▸ **ASSIGNMENT**:
Answer these questions from the forum thread on delta-sigma modulators.
1. For stable oscillation to persist, what must the loop gain be besides the phase shift being 180º?
2. What happens to large signal gain when the modulator is overloaded?
3. What order of modulators is usually used in the discrete A/D circuits mentioned?

▸ **EXTRACT**:
---+---
1b higher order deltasigma modulators.
These modulators /do/ cross 180º at a lower frequency. Therefore, the modulator has two potential oscillation frequencies. However, for stable oscillation to persist, not only must the phase shift be 180º, also the loop gain must be unity. In this case, the "gain" is large signal gain. As you are undoubtedly aware, gain of two-level systems is inversely proportional to the amplitude of the oscillation as seen at the comparator inputs.
When the modulator starts up first, oscillation will start at the intended frequency. Once that is established, and because the attenuation of the two integrators is large at this frequency, loop gain is large. At the lower 180º point, therefore, gain is much higher than 1 and the system will be stable.
Now, when the modulator is overloaded (clipped) large signal gain becomes low, because the amplitude at the comparator is high. The integrators run away and instantly, gain is so low that the lower oscillation frequency becomes viable.
So, deltasigma modulators of order >2 start up stable, but are not unconditionally stable. They can shift to "unwanted" modes after an overload.

The problem is usually addressed by clipping the integrators, thus increasing system gain, preventing stable oscillation at the lower crossover frequencies. In this way, it's quite easy to build high-order systems that come back stably after overloads. I'm doing this as a matter of fact in discrete A/D circuits, where I usually employ 6th or 7th order modulators.

[phase_accurate]

Quote:

I'm doing this as a matter of fact in discrete A/D circuits, where I usually employ 6th or 7th order modulators.

Do you set the clipping levels empirically ?

Regards

Charles

[Bruno Putzeys]

Second post because I haven't found out yet how to attach more than one file to one post.
---+---
▸ **DATA TO EXAMINE**:
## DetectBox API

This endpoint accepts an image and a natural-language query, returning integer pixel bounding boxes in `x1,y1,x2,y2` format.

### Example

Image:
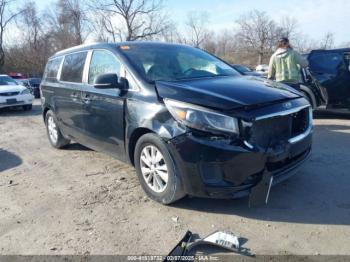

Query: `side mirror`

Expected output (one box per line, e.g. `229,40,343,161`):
94,73,127,90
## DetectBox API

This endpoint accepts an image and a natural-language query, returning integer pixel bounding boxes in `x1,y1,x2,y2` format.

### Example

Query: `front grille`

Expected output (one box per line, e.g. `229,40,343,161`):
247,108,310,149
0,92,19,96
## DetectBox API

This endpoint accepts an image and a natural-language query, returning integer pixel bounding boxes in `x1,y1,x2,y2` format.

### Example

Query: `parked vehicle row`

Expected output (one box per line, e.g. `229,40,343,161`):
0,75,33,110
41,42,312,204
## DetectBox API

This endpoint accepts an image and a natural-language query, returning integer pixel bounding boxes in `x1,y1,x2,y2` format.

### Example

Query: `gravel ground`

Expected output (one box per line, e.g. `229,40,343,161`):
0,100,350,255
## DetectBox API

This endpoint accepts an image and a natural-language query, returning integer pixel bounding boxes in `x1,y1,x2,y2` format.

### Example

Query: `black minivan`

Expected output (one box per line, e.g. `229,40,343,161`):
41,42,312,204
307,48,350,110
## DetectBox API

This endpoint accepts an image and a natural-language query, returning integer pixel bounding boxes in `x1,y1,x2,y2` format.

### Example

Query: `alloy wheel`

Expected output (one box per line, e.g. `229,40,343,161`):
140,145,169,193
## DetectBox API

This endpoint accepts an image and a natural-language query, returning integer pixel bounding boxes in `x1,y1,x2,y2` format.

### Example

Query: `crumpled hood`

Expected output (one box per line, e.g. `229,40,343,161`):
156,76,302,110
0,85,26,93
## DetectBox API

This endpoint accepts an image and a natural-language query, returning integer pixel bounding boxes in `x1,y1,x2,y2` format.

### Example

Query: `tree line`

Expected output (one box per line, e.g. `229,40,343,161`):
0,0,344,75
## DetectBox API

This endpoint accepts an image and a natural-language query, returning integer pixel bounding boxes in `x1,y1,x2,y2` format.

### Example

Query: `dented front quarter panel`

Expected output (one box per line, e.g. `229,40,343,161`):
125,97,186,140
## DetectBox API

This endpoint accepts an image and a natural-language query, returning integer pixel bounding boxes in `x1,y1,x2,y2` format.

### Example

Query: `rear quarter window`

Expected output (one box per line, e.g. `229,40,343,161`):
309,53,344,74
44,57,63,81
60,52,87,83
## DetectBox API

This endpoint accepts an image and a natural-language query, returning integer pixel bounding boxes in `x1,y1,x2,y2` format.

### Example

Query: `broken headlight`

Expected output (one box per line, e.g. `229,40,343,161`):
164,99,239,134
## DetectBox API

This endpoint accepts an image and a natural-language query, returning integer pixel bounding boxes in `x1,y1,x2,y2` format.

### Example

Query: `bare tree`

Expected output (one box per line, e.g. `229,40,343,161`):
319,32,334,49
93,0,168,41
185,12,209,47
278,16,298,41
5,2,52,75
45,0,90,50
0,0,21,70
236,10,279,64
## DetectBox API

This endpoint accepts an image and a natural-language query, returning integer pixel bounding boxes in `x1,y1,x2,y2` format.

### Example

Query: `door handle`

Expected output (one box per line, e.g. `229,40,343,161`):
83,95,91,104
70,93,79,101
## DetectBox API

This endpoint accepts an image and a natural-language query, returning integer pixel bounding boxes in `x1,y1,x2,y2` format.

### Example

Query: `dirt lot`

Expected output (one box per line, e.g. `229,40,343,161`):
0,101,350,255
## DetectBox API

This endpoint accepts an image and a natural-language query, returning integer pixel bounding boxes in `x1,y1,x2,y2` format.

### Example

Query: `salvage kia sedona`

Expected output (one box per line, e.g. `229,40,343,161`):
41,42,312,204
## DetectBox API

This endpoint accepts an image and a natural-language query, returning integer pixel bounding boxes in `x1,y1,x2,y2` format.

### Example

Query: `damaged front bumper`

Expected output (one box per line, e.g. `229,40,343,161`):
168,132,312,198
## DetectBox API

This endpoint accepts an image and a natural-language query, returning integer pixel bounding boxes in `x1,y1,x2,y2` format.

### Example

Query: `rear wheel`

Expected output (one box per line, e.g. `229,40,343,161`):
45,110,70,148
134,134,185,205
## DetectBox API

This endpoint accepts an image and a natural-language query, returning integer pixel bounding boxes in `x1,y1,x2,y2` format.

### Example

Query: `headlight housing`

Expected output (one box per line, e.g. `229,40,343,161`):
164,99,239,134
21,88,30,95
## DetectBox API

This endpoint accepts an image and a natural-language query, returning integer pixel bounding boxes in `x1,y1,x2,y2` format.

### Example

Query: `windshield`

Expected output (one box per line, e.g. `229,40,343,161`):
121,45,239,82
234,65,252,73
29,78,41,85
0,76,18,86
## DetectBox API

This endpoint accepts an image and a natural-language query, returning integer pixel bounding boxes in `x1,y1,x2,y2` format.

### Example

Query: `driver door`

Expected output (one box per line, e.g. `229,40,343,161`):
82,50,125,159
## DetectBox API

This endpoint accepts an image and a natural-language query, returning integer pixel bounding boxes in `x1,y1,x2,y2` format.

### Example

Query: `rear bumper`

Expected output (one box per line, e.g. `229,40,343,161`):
168,133,312,198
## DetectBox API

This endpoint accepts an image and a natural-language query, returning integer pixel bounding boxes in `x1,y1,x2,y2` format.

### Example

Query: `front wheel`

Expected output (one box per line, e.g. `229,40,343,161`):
23,105,33,111
134,134,185,205
45,110,70,148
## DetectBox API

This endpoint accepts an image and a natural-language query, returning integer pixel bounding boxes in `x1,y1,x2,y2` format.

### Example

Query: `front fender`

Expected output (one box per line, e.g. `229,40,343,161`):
125,100,186,141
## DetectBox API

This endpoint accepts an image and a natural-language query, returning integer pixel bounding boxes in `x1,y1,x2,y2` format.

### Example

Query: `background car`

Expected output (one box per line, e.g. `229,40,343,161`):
306,48,350,110
0,75,34,110
232,64,263,77
255,64,269,77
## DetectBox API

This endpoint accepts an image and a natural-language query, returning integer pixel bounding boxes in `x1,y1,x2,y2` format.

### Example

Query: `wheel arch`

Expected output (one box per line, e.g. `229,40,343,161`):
127,127,155,166
300,85,317,109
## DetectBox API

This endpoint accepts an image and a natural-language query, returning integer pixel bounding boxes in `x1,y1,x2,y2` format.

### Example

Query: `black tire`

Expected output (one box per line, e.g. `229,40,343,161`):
134,133,186,205
45,110,70,149
23,105,33,111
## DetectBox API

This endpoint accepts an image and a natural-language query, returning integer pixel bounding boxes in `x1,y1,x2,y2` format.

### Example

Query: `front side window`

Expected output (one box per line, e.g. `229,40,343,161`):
44,57,62,80
89,50,121,84
121,45,239,82
60,52,87,83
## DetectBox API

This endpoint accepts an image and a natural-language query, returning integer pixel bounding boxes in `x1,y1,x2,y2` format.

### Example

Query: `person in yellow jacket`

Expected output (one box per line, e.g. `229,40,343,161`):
268,37,309,89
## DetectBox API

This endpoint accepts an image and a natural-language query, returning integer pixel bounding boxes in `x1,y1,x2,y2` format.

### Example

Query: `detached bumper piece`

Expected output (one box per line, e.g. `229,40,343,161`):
164,231,252,261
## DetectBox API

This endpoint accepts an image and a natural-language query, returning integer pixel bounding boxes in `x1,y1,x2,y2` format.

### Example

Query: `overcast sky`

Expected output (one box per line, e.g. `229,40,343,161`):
36,0,350,45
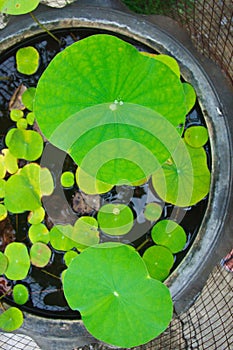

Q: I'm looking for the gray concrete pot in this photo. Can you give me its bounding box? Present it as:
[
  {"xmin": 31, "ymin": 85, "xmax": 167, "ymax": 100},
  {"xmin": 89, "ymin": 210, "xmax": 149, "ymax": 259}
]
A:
[{"xmin": 0, "ymin": 0, "xmax": 233, "ymax": 350}]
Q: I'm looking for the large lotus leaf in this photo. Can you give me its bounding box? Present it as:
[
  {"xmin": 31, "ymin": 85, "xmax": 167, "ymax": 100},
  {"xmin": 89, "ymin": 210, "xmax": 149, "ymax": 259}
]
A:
[
  {"xmin": 4, "ymin": 242, "xmax": 30, "ymax": 280},
  {"xmin": 5, "ymin": 128, "xmax": 43, "ymax": 161},
  {"xmin": 152, "ymin": 142, "xmax": 210, "ymax": 207},
  {"xmin": 64, "ymin": 243, "xmax": 172, "ymax": 348},
  {"xmin": 0, "ymin": 0, "xmax": 40, "ymax": 15},
  {"xmin": 34, "ymin": 35, "xmax": 186, "ymax": 183},
  {"xmin": 4, "ymin": 163, "xmax": 53, "ymax": 213}
]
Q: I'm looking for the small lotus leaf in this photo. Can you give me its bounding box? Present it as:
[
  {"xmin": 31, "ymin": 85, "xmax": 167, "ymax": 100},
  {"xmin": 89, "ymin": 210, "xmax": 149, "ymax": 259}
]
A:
[
  {"xmin": 144, "ymin": 203, "xmax": 163, "ymax": 221},
  {"xmin": 30, "ymin": 242, "xmax": 52, "ymax": 267},
  {"xmin": 16, "ymin": 46, "xmax": 40, "ymax": 75},
  {"xmin": 0, "ymin": 204, "xmax": 7, "ymax": 221},
  {"xmin": 143, "ymin": 246, "xmax": 174, "ymax": 281},
  {"xmin": 28, "ymin": 207, "xmax": 45, "ymax": 225},
  {"xmin": 22, "ymin": 87, "xmax": 36, "ymax": 111},
  {"xmin": 0, "ymin": 0, "xmax": 40, "ymax": 15},
  {"xmin": 10, "ymin": 109, "xmax": 23, "ymax": 122},
  {"xmin": 75, "ymin": 167, "xmax": 113, "ymax": 194},
  {"xmin": 5, "ymin": 128, "xmax": 43, "ymax": 161},
  {"xmin": 97, "ymin": 204, "xmax": 134, "ymax": 236},
  {"xmin": 13, "ymin": 284, "xmax": 29, "ymax": 305},
  {"xmin": 63, "ymin": 243, "xmax": 172, "ymax": 348},
  {"xmin": 4, "ymin": 242, "xmax": 30, "ymax": 280},
  {"xmin": 0, "ymin": 307, "xmax": 23, "ymax": 332},
  {"xmin": 152, "ymin": 139, "xmax": 210, "ymax": 207},
  {"xmin": 28, "ymin": 223, "xmax": 49, "ymax": 244},
  {"xmin": 2, "ymin": 148, "xmax": 19, "ymax": 174},
  {"xmin": 4, "ymin": 163, "xmax": 53, "ymax": 213},
  {"xmin": 0, "ymin": 252, "xmax": 8, "ymax": 275},
  {"xmin": 61, "ymin": 171, "xmax": 74, "ymax": 188},
  {"xmin": 64, "ymin": 250, "xmax": 78, "ymax": 266},
  {"xmin": 184, "ymin": 126, "xmax": 208, "ymax": 148}
]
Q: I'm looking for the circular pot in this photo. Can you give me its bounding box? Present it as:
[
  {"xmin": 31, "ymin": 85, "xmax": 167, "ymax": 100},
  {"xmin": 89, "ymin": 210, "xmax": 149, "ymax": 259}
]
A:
[{"xmin": 0, "ymin": 0, "xmax": 233, "ymax": 350}]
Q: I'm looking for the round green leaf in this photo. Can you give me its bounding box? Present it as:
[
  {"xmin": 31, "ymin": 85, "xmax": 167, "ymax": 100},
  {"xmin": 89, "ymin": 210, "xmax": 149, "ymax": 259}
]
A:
[
  {"xmin": 10, "ymin": 109, "xmax": 23, "ymax": 122},
  {"xmin": 30, "ymin": 242, "xmax": 52, "ymax": 267},
  {"xmin": 28, "ymin": 223, "xmax": 49, "ymax": 244},
  {"xmin": 13, "ymin": 284, "xmax": 29, "ymax": 305},
  {"xmin": 22, "ymin": 87, "xmax": 36, "ymax": 111},
  {"xmin": 4, "ymin": 242, "xmax": 30, "ymax": 280},
  {"xmin": 0, "ymin": 307, "xmax": 23, "ymax": 332},
  {"xmin": 97, "ymin": 204, "xmax": 134, "ymax": 236},
  {"xmin": 184, "ymin": 126, "xmax": 208, "ymax": 148},
  {"xmin": 0, "ymin": 204, "xmax": 7, "ymax": 221},
  {"xmin": 61, "ymin": 171, "xmax": 74, "ymax": 188},
  {"xmin": 0, "ymin": 0, "xmax": 40, "ymax": 15},
  {"xmin": 16, "ymin": 46, "xmax": 40, "ymax": 75},
  {"xmin": 64, "ymin": 243, "xmax": 172, "ymax": 348},
  {"xmin": 151, "ymin": 220, "xmax": 186, "ymax": 254},
  {"xmin": 0, "ymin": 252, "xmax": 8, "ymax": 275},
  {"xmin": 152, "ymin": 140, "xmax": 210, "ymax": 207},
  {"xmin": 143, "ymin": 246, "xmax": 174, "ymax": 281},
  {"xmin": 144, "ymin": 203, "xmax": 163, "ymax": 221}
]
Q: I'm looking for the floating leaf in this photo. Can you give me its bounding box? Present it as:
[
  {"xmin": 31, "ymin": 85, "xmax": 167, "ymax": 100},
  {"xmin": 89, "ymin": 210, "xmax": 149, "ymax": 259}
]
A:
[
  {"xmin": 184, "ymin": 126, "xmax": 208, "ymax": 148},
  {"xmin": 28, "ymin": 223, "xmax": 49, "ymax": 244},
  {"xmin": 0, "ymin": 0, "xmax": 40, "ymax": 15},
  {"xmin": 75, "ymin": 167, "xmax": 113, "ymax": 194},
  {"xmin": 0, "ymin": 252, "xmax": 8, "ymax": 275},
  {"xmin": 16, "ymin": 46, "xmax": 40, "ymax": 74},
  {"xmin": 64, "ymin": 243, "xmax": 172, "ymax": 348},
  {"xmin": 0, "ymin": 204, "xmax": 7, "ymax": 221},
  {"xmin": 143, "ymin": 246, "xmax": 174, "ymax": 281},
  {"xmin": 152, "ymin": 142, "xmax": 210, "ymax": 207},
  {"xmin": 4, "ymin": 163, "xmax": 53, "ymax": 213},
  {"xmin": 144, "ymin": 203, "xmax": 163, "ymax": 221},
  {"xmin": 97, "ymin": 204, "xmax": 134, "ymax": 236},
  {"xmin": 0, "ymin": 307, "xmax": 23, "ymax": 332},
  {"xmin": 22, "ymin": 87, "xmax": 36, "ymax": 111},
  {"xmin": 61, "ymin": 171, "xmax": 74, "ymax": 188},
  {"xmin": 13, "ymin": 284, "xmax": 29, "ymax": 305},
  {"xmin": 30, "ymin": 242, "xmax": 52, "ymax": 267},
  {"xmin": 28, "ymin": 207, "xmax": 45, "ymax": 225},
  {"xmin": 4, "ymin": 242, "xmax": 30, "ymax": 280},
  {"xmin": 151, "ymin": 220, "xmax": 186, "ymax": 254}
]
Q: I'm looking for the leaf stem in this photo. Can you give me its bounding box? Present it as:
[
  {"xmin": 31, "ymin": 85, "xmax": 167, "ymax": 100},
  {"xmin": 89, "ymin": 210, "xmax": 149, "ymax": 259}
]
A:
[{"xmin": 30, "ymin": 12, "xmax": 61, "ymax": 45}]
---+---
▸ **RESULT**:
1. Unity.
2. It becomes low.
3. 6th or 7th order.